• **AUFGABEN**:
a: Wiederhole aus dem Ausgangstext genau den Teil, der mit den Worten „II. Entscheidungsalternativen“ anfängt und mit „im Haushalt veranschlagt.“ aufhört.
b: Wer überreicht den Familien laut Ausgangstext den Familienwegweiser?

• **AUSGANGSTEXT**:
◇ ◇ ◇

Hinsichtlich etwaiger Bedarfe von Familien mit Neugeborenen, bietet das Kreisjugendamt ein breites Spektrum früher Hilfen an. Familien im Kreis Coesfeld erhalten so frühzeitige primärpräventive Unterstützungsangebote, wie beispielsweise den Familienwegweiser, der Informationen rund um die Geburt und das erste Lebensjahr zu finanziellen Themen sowie Beratungsangeboten enthält. In den kreisangehörigen Kommunen gibt es Ehrenamtliche, die den Familien den Wegweiser auf Wunsch einige Wochen nach der Geburt in einem persönlichen Willkommensbesuch überreichen. Bei konkretem Unterstützungsbedarf begleiten eine Familienhebamme und zwei Familien-, Gesundheits- und Kinderkrankenpflegerinnen aus dem Team der Frühen Hilfen Familien mit Kindern bis zum 3. Lebensjahr.

 

II. Entscheidungsalternativen

Dem Antrag auf Mitfinanzierung des Lotsendienstes des Clemenshospitals Münster in Höhe von 19.500 Euro jährlich wird entsprochen. 

 

III. Auswirkungen /Zusammenhänge (Finanzen, Personal, IT, Klima)

Sofern die Alternative zum Tragen kommt, würden dem Kreisjugendamt Coesfeld durch die

Förderung des Lotsenangebots anteilige Kosten in Höhe von jährlich 19.500 Euro entstehen. Diese wurden bisher nicht im Haushalt veranschlagt.

◇ ◇ ◇

• **GEGEBENE ZEILEN**:
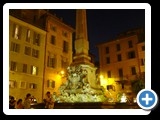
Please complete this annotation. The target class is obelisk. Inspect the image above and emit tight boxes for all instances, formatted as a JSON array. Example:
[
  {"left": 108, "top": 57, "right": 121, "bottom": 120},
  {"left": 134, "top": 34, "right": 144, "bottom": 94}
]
[
  {"left": 71, "top": 9, "right": 100, "bottom": 88},
  {"left": 72, "top": 9, "right": 94, "bottom": 66}
]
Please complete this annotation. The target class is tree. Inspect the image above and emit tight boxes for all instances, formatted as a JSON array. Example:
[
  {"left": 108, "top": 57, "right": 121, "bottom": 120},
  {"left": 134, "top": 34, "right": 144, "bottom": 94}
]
[{"left": 131, "top": 74, "right": 145, "bottom": 95}]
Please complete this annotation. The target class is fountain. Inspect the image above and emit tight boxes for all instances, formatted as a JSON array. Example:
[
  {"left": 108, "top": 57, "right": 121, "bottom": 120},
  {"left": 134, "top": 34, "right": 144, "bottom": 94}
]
[{"left": 56, "top": 65, "right": 107, "bottom": 102}]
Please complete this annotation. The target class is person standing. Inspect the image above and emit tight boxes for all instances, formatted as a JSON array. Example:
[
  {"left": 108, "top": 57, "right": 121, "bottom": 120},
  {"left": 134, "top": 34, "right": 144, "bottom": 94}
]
[
  {"left": 9, "top": 97, "right": 16, "bottom": 109},
  {"left": 24, "top": 93, "right": 31, "bottom": 109},
  {"left": 45, "top": 91, "right": 54, "bottom": 109}
]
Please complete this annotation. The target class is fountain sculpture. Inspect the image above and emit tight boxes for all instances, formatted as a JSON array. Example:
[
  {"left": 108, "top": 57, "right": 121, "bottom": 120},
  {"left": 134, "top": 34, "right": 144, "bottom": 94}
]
[{"left": 56, "top": 9, "right": 107, "bottom": 102}]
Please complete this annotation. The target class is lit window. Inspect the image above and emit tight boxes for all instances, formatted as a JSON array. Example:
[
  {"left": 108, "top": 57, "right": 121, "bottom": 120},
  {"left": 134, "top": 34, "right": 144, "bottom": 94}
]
[
  {"left": 47, "top": 52, "right": 56, "bottom": 68},
  {"left": 24, "top": 46, "right": 31, "bottom": 55},
  {"left": 9, "top": 80, "right": 16, "bottom": 88},
  {"left": 62, "top": 31, "right": 68, "bottom": 37},
  {"left": 141, "top": 59, "right": 145, "bottom": 66},
  {"left": 128, "top": 51, "right": 135, "bottom": 59},
  {"left": 107, "top": 71, "right": 111, "bottom": 78},
  {"left": 131, "top": 67, "right": 136, "bottom": 75},
  {"left": 63, "top": 41, "right": 68, "bottom": 53},
  {"left": 51, "top": 35, "right": 56, "bottom": 45},
  {"left": 142, "top": 46, "right": 145, "bottom": 51},
  {"left": 118, "top": 68, "right": 123, "bottom": 78},
  {"left": 106, "top": 57, "right": 110, "bottom": 64},
  {"left": 10, "top": 61, "right": 17, "bottom": 71},
  {"left": 61, "top": 57, "right": 69, "bottom": 68},
  {"left": 128, "top": 40, "right": 133, "bottom": 48},
  {"left": 26, "top": 29, "right": 31, "bottom": 42},
  {"left": 117, "top": 54, "right": 122, "bottom": 61},
  {"left": 29, "top": 83, "right": 37, "bottom": 89},
  {"left": 116, "top": 44, "right": 121, "bottom": 51},
  {"left": 31, "top": 66, "right": 38, "bottom": 75},
  {"left": 13, "top": 24, "right": 20, "bottom": 39},
  {"left": 50, "top": 25, "right": 57, "bottom": 32},
  {"left": 32, "top": 49, "right": 39, "bottom": 58},
  {"left": 23, "top": 64, "right": 27, "bottom": 73},
  {"left": 33, "top": 32, "right": 40, "bottom": 46},
  {"left": 47, "top": 80, "right": 55, "bottom": 88},
  {"left": 106, "top": 47, "right": 109, "bottom": 54},
  {"left": 20, "top": 82, "right": 27, "bottom": 89}
]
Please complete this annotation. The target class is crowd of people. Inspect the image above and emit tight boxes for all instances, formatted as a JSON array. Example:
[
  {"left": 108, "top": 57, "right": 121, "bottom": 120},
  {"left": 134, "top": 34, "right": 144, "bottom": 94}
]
[{"left": 9, "top": 91, "right": 55, "bottom": 109}]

◇ ◇ ◇

• **ANTWORTEN**:
a:
II. Entscheidungsalternativen

Dem Antrag auf Mitfinanzierung des Lotsendienstes des Clemenshospitals Münster in Höhe von 19.500 Euro jährlich wird entsprochen. 

 

III. Auswirkungen /Zusammenhänge (Finanzen, Personal, IT, Klima)

Sofern die Alternative zum Tragen kommt, würden dem Kreisjugendamt Coesfeld durch die

Förderung des Lotsenangebots anteilige Kosten in Höhe von jährlich 19.500 Euro entstehen. Diese wurden bisher nicht im Haushalt veranschlagt.

b: Ehrenamtliche in den kreisangehörigen Kommunen, auf Wunsch bei einem persönlichen Willkommensbesuch einige Wochen nach der Geburt.